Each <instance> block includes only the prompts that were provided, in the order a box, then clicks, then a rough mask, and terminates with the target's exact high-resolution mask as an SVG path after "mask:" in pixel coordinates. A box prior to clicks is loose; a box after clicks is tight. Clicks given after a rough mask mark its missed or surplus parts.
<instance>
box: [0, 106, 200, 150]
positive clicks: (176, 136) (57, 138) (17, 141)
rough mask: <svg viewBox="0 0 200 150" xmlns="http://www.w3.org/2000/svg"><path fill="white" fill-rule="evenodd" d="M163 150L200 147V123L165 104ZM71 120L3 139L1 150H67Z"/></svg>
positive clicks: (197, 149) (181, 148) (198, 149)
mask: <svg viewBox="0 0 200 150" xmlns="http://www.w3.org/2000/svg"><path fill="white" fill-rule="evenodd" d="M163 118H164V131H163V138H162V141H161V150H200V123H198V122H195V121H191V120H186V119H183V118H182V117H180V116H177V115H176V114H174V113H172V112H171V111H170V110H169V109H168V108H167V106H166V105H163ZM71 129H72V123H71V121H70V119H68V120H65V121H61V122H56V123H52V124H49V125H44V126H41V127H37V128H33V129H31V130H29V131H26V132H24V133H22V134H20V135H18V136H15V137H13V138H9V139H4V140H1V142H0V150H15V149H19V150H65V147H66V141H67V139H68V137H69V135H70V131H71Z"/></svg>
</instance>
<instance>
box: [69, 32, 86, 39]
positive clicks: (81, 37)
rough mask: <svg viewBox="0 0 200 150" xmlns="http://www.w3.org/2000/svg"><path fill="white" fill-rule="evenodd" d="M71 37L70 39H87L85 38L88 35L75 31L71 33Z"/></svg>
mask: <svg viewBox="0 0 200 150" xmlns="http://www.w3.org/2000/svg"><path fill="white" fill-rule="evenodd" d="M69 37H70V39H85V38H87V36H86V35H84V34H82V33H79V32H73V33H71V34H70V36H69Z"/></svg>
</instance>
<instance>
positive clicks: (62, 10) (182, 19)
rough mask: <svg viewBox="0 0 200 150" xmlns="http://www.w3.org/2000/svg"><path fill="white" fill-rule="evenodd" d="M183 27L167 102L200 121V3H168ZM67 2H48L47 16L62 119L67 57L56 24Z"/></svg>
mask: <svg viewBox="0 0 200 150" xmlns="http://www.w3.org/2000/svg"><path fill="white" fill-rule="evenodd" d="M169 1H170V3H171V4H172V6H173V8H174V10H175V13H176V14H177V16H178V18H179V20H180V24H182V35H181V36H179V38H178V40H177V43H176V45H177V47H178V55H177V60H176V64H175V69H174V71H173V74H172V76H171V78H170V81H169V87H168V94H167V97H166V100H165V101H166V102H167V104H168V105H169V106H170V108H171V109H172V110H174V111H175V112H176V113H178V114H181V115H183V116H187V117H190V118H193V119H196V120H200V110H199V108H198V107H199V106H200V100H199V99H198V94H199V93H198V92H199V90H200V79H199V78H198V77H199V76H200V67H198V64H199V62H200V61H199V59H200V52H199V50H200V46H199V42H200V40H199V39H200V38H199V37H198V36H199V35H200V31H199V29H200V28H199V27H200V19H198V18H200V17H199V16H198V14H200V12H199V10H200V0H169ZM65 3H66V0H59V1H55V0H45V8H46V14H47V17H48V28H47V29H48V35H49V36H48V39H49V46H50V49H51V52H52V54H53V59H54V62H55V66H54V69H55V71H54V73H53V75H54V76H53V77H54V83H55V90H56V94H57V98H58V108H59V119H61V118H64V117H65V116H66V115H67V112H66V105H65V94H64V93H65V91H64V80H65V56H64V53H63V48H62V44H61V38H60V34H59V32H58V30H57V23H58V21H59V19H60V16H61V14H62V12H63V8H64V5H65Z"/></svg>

Work task: Restate the listing word for word.

Final answer:
Each <instance> block includes only the prompts that were provided, in the order a box, then clicks, then a rough mask, and terminates with the target's exact high-resolution mask as an SVG path after "mask:" in pixel coordinates. A box prior to clicks is loose; a box after clicks is tight. Clicks given after a rough mask mark its missed or surplus parts.
<instance>
box: [0, 106, 200, 150]
positive clicks: (176, 136) (57, 138) (17, 141)
rough mask: <svg viewBox="0 0 200 150" xmlns="http://www.w3.org/2000/svg"><path fill="white" fill-rule="evenodd" d="M163 150L200 147V123L165 104ZM71 120L3 139L1 150H67Z"/></svg>
positive clicks: (197, 149) (181, 148) (198, 149)
mask: <svg viewBox="0 0 200 150" xmlns="http://www.w3.org/2000/svg"><path fill="white" fill-rule="evenodd" d="M163 118H164V131H163V138H162V141H161V150H200V123H198V122H195V121H191V120H186V119H183V118H182V117H180V116H177V115H176V114H174V113H172V112H171V111H170V110H169V109H168V108H167V106H166V105H163ZM71 129H72V123H71V121H70V119H68V120H65V121H61V122H56V123H52V124H49V125H44V126H41V127H37V128H33V129H31V130H29V131H26V132H24V133H22V134H20V135H18V136H15V137H13V138H9V139H4V140H1V142H0V150H15V149H19V150H65V147H66V141H67V139H68V137H69V135H70V131H71Z"/></svg>
</instance>
<instance>
box: [69, 32, 86, 39]
positive clicks: (81, 37)
rough mask: <svg viewBox="0 0 200 150" xmlns="http://www.w3.org/2000/svg"><path fill="white" fill-rule="evenodd" d="M71 37L70 39H87L85 38L88 35L75 31L71 33Z"/></svg>
mask: <svg viewBox="0 0 200 150" xmlns="http://www.w3.org/2000/svg"><path fill="white" fill-rule="evenodd" d="M69 37H70V39H85V38H87V36H86V35H84V34H82V33H79V32H73V33H71V34H70V36H69Z"/></svg>
</instance>
<instance>
positive clicks: (62, 10) (182, 19)
rough mask: <svg viewBox="0 0 200 150" xmlns="http://www.w3.org/2000/svg"><path fill="white" fill-rule="evenodd" d="M183 27L167 102L200 121V3H168ZM67 2H48L47 16L62 119L67 57L56 24Z"/></svg>
mask: <svg viewBox="0 0 200 150" xmlns="http://www.w3.org/2000/svg"><path fill="white" fill-rule="evenodd" d="M169 1H170V3H171V4H172V6H173V8H174V10H175V13H176V14H177V16H178V18H179V20H180V24H182V35H181V36H179V38H178V40H177V43H176V45H177V47H178V55H177V60H176V64H175V69H174V71H173V74H172V76H171V78H170V81H169V87H168V94H167V97H166V100H165V101H166V102H167V104H168V105H169V106H170V108H171V109H172V110H174V111H175V112H176V113H178V114H181V115H183V116H187V117H190V118H193V119H196V120H200V110H199V108H198V107H199V106H200V100H199V99H198V94H199V93H198V92H199V90H200V79H199V78H198V77H199V76H200V67H198V64H199V62H200V61H199V59H200V52H199V50H200V46H199V42H200V40H199V39H200V38H199V37H198V36H199V35H200V31H199V29H200V28H199V27H200V19H198V18H200V17H199V16H198V14H200V12H199V10H200V0H169ZM65 3H66V0H59V1H55V0H45V8H46V14H47V17H48V28H47V29H48V35H49V36H48V39H49V46H50V49H51V52H52V54H53V59H54V62H55V66H54V69H55V71H54V73H53V75H54V76H53V77H54V83H55V90H56V94H57V98H58V108H59V119H61V118H64V117H65V116H66V115H67V112H66V105H65V94H64V93H65V91H64V80H65V56H64V53H63V48H62V44H61V38H60V34H59V32H58V30H57V23H58V21H59V19H60V16H61V14H62V12H63V8H64V5H65Z"/></svg>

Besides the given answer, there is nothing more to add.